Stored data:
◆ ◆ ◆ ◆ ◆
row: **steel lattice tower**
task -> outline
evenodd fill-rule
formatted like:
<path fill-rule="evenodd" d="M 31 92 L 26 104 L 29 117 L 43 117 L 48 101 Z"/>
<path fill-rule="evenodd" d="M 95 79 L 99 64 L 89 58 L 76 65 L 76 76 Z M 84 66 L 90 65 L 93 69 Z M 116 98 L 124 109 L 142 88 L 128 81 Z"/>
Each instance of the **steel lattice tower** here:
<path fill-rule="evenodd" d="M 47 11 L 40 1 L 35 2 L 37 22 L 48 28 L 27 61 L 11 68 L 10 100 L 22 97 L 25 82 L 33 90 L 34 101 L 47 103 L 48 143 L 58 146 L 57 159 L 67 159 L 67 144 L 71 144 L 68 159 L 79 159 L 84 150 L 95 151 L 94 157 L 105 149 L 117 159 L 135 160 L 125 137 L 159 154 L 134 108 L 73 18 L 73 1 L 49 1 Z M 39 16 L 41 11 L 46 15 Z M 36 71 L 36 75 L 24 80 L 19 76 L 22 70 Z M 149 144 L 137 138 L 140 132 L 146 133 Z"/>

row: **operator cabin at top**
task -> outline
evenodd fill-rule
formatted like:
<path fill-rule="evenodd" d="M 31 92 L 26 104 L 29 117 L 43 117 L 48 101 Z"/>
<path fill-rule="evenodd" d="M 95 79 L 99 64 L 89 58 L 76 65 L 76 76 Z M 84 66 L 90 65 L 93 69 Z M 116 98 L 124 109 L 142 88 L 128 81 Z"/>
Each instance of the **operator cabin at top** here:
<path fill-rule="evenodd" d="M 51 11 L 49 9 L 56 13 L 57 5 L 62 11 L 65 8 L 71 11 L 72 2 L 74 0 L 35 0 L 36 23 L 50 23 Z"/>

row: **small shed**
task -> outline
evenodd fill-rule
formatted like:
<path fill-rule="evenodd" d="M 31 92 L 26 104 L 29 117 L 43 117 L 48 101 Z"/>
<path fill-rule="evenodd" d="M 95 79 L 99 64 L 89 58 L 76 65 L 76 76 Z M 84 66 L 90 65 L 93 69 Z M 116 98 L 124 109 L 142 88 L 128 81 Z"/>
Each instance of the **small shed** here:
◆ ◆ ◆ ◆ ◆
> Work instructions
Restate the records from above exactly as they read.

> Response for this exercise
row: **steel lattice tower**
task -> outline
evenodd fill-rule
formatted like:
<path fill-rule="evenodd" d="M 31 92 L 26 104 L 29 117 L 43 117 L 48 101 Z"/>
<path fill-rule="evenodd" d="M 95 79 L 99 64 L 89 58 L 76 65 L 76 76 Z M 84 66 L 90 65 L 93 69 Z M 116 98 L 124 109 L 142 88 L 128 81 Z"/>
Each instance of the **steel lattice tower** here:
<path fill-rule="evenodd" d="M 47 11 L 40 1 L 35 2 L 37 22 L 48 28 L 27 61 L 11 68 L 10 100 L 22 97 L 25 82 L 33 90 L 34 101 L 47 103 L 48 143 L 58 146 L 57 159 L 67 159 L 67 144 L 71 144 L 68 159 L 79 159 L 84 150 L 95 151 L 94 157 L 105 149 L 117 159 L 135 160 L 125 137 L 159 154 L 134 108 L 73 18 L 73 1 L 49 1 Z M 39 16 L 41 11 L 46 15 Z M 36 71 L 36 75 L 24 80 L 19 76 L 22 70 Z M 149 144 L 137 138 L 140 132 L 146 133 Z"/>

row: **operator cabin at top**
task -> outline
evenodd fill-rule
formatted like:
<path fill-rule="evenodd" d="M 31 92 L 26 104 L 29 117 L 43 117 L 48 101 Z"/>
<path fill-rule="evenodd" d="M 95 79 L 99 64 L 89 58 L 76 65 L 76 76 Z M 84 66 L 90 65 L 93 69 Z M 116 98 L 124 109 L 142 88 L 128 81 Z"/>
Each instance of the **operator cabin at top** here:
<path fill-rule="evenodd" d="M 51 11 L 49 9 L 56 13 L 57 5 L 62 11 L 65 8 L 71 11 L 72 2 L 74 0 L 35 0 L 36 23 L 50 23 Z"/>

row: **small shed**
task -> outline
evenodd fill-rule
formatted like:
<path fill-rule="evenodd" d="M 31 92 L 26 104 L 29 117 L 43 117 L 48 101 Z"/>
<path fill-rule="evenodd" d="M 95 79 L 99 64 L 89 58 L 76 65 L 76 76 Z M 84 66 L 90 65 L 93 69 Z M 116 98 L 124 109 L 142 88 L 128 81 Z"/>
Each instance of the **small shed** here:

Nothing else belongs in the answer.